[Stored records]
Begin

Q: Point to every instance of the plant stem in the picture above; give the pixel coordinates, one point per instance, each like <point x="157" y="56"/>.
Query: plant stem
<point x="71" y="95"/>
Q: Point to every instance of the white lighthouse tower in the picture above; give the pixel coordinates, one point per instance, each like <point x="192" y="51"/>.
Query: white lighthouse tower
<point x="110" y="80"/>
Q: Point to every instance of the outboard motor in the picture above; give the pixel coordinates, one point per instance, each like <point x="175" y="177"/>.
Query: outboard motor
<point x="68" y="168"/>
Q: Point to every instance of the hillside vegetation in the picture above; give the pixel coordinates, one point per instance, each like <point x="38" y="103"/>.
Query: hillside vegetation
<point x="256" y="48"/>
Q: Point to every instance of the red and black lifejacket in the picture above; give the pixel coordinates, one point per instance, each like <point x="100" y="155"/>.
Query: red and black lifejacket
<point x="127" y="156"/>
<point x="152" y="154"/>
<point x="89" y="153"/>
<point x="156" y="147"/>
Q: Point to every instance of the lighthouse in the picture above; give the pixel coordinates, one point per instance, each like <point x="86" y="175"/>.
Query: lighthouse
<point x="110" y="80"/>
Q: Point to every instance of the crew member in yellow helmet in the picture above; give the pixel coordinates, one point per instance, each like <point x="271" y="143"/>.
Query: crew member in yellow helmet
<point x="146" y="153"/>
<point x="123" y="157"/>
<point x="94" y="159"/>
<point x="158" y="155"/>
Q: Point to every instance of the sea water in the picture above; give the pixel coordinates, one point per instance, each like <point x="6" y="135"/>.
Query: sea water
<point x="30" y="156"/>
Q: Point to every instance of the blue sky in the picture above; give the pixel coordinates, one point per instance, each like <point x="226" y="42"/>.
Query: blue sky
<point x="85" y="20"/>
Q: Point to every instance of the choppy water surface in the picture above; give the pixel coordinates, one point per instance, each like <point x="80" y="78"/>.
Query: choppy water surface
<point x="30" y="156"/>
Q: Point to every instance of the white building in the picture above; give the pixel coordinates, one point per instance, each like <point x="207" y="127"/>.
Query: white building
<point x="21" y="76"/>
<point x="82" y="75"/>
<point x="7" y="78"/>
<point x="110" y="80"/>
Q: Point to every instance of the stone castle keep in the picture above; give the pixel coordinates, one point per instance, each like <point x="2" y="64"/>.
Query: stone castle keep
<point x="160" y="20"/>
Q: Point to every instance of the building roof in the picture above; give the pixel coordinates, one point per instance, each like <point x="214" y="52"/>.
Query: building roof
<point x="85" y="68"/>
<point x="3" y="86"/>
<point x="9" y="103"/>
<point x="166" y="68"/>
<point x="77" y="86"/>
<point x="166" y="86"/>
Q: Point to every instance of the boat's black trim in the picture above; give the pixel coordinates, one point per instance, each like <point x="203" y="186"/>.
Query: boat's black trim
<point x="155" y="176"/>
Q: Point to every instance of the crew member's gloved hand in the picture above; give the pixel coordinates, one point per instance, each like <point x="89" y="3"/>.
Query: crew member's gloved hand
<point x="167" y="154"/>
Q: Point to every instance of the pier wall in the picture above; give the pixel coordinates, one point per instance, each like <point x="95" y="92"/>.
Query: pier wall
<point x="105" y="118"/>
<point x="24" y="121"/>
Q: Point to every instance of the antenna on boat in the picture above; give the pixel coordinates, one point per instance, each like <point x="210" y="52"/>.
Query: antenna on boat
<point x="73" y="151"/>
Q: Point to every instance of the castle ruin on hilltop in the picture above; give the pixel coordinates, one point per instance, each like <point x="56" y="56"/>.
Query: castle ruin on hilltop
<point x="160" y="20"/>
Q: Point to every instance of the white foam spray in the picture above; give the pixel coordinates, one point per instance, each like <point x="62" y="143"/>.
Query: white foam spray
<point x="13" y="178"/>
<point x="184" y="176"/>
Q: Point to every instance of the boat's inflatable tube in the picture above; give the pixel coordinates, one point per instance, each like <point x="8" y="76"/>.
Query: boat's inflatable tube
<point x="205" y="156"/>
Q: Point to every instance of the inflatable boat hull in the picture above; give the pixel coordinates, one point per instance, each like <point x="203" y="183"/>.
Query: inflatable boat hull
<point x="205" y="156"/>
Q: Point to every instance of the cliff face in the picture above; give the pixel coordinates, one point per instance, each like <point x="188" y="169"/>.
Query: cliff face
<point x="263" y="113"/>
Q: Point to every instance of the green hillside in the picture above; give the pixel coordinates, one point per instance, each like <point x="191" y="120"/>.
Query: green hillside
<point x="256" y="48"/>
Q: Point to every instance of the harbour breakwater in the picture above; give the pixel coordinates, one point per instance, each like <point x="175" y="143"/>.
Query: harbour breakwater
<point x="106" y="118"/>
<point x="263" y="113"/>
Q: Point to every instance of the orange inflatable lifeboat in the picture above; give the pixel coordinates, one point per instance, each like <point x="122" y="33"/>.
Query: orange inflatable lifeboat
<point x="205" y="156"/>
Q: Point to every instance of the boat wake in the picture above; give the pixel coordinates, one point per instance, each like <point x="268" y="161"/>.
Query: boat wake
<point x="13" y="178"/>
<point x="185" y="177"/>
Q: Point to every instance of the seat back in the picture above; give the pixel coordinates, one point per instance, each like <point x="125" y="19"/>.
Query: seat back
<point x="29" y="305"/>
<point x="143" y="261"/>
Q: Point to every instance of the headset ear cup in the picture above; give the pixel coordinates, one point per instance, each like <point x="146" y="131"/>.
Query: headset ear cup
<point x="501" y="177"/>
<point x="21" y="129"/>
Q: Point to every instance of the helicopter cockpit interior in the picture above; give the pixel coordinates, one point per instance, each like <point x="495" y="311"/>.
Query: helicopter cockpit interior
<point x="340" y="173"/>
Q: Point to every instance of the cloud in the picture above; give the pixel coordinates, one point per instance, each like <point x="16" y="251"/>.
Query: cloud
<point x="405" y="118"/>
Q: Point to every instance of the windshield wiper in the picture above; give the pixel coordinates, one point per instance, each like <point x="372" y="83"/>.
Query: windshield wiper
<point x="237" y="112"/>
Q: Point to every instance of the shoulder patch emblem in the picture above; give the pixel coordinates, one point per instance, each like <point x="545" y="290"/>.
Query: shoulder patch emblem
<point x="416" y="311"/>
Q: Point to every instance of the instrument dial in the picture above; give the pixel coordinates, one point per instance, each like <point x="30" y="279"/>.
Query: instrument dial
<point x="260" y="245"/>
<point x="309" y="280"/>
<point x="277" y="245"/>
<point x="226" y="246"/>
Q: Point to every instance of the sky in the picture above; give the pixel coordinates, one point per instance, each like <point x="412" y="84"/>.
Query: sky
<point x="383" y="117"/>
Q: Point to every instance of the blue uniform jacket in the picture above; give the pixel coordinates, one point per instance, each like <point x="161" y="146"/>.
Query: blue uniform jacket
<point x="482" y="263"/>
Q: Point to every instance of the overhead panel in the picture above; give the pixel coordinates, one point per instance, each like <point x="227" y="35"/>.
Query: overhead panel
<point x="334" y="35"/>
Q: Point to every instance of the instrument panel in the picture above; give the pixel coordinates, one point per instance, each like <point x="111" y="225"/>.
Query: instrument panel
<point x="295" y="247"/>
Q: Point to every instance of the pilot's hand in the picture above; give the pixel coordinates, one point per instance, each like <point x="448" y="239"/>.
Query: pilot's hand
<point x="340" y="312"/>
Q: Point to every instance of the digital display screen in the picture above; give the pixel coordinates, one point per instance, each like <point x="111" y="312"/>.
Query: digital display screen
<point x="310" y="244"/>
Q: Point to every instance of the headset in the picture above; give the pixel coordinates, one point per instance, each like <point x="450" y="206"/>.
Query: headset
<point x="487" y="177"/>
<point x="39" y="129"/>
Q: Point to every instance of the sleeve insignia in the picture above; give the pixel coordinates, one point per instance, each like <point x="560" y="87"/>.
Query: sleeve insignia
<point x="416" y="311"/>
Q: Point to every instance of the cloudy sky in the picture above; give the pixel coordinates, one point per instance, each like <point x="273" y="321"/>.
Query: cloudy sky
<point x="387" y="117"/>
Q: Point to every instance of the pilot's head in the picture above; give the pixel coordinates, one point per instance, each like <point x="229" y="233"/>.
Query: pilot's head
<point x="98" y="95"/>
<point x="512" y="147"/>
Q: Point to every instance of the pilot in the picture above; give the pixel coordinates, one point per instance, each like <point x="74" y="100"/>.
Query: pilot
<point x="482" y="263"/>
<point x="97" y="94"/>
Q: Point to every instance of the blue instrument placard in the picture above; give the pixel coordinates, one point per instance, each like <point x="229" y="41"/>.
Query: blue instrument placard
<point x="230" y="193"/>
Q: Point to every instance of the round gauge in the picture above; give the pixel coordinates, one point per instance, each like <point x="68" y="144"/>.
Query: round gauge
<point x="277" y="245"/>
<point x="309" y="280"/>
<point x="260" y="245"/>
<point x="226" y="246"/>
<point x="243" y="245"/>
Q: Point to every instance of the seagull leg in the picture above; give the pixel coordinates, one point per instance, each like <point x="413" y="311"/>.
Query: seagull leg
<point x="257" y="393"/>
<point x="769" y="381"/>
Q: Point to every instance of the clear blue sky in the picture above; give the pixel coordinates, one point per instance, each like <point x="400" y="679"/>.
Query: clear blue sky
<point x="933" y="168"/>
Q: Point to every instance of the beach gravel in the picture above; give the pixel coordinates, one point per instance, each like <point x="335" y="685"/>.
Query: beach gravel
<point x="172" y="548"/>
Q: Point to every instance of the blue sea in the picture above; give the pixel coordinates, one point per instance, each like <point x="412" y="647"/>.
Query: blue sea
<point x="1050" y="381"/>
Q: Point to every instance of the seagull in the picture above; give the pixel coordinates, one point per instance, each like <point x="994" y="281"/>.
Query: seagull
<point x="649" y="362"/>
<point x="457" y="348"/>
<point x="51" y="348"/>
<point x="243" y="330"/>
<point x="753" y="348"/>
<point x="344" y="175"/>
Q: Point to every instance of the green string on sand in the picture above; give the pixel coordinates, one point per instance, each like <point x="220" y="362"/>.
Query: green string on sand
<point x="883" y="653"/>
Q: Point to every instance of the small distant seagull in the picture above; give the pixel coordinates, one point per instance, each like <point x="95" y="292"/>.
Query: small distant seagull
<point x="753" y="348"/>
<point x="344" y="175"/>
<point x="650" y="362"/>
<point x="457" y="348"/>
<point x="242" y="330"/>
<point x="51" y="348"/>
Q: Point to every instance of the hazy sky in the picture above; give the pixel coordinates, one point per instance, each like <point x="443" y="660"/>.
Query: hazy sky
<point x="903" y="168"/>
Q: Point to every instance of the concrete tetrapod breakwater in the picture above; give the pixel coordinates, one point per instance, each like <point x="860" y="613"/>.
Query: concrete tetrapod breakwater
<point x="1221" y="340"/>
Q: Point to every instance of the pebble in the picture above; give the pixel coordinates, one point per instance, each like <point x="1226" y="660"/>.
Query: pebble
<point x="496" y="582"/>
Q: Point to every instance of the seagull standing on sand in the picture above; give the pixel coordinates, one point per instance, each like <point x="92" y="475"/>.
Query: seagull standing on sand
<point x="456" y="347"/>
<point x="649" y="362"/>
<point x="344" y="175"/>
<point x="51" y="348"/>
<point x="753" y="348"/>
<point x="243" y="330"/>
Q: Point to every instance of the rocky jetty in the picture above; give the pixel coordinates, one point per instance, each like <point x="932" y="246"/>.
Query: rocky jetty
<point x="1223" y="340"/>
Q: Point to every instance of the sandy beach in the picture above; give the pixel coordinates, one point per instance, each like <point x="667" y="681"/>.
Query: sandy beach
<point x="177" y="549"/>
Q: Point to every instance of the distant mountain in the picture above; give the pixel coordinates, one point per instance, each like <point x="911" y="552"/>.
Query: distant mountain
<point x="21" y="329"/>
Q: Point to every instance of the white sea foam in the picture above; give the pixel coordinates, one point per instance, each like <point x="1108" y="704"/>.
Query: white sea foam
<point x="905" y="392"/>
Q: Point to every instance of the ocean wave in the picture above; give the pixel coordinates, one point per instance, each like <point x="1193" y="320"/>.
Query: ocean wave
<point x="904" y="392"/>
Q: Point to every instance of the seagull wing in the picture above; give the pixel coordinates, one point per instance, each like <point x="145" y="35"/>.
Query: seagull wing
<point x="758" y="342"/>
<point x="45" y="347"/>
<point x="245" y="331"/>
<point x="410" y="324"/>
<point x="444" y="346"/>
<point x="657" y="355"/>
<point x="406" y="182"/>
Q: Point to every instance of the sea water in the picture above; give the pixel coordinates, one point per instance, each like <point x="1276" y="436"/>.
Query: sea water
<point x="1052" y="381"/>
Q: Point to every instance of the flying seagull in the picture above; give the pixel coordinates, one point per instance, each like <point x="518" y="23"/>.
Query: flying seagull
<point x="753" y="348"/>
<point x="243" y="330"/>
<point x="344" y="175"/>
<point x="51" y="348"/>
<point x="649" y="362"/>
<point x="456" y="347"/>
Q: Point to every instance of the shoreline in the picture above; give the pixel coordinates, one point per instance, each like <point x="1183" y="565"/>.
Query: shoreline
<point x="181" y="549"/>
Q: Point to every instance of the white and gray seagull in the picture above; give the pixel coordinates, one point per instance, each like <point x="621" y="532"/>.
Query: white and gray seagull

End

Task statement> The lines to reproduce run from the one that contains "Q: Point to every instance of the seagull wing" through the last line above; copy them exactly.

Task solution>
Q: Point to every instance of the seagull wing in the picture above; give the pixel coordinates, one point per instance, each like <point x="145" y="35"/>.
Query: seagull wing
<point x="758" y="342"/>
<point x="45" y="347"/>
<point x="245" y="331"/>
<point x="410" y="324"/>
<point x="444" y="346"/>
<point x="657" y="355"/>
<point x="406" y="182"/>
Q: Point to every instance of the sea water in the picture above; give the pixel coordinates, one point per instance, each like <point x="1276" y="436"/>.
Query: sea water
<point x="1052" y="381"/>
Q: Point to every instance of the flying seagull in the picture above; give the pixel coordinates, one point per instance, each like <point x="518" y="23"/>.
Query: flying seagull
<point x="753" y="348"/>
<point x="243" y="330"/>
<point x="344" y="175"/>
<point x="51" y="348"/>
<point x="649" y="362"/>
<point x="456" y="347"/>
Q: Point to every instance of the shoreline in the picture above; give the pixel coordinates, one point per instance, each like <point x="1183" y="565"/>.
Query: shoreline
<point x="181" y="549"/>
Q: Point to every instance of the white and gray seagull in the picture above; give the pixel coordinates, one point per instance, each like <point x="621" y="532"/>.
Query: white and gray seagull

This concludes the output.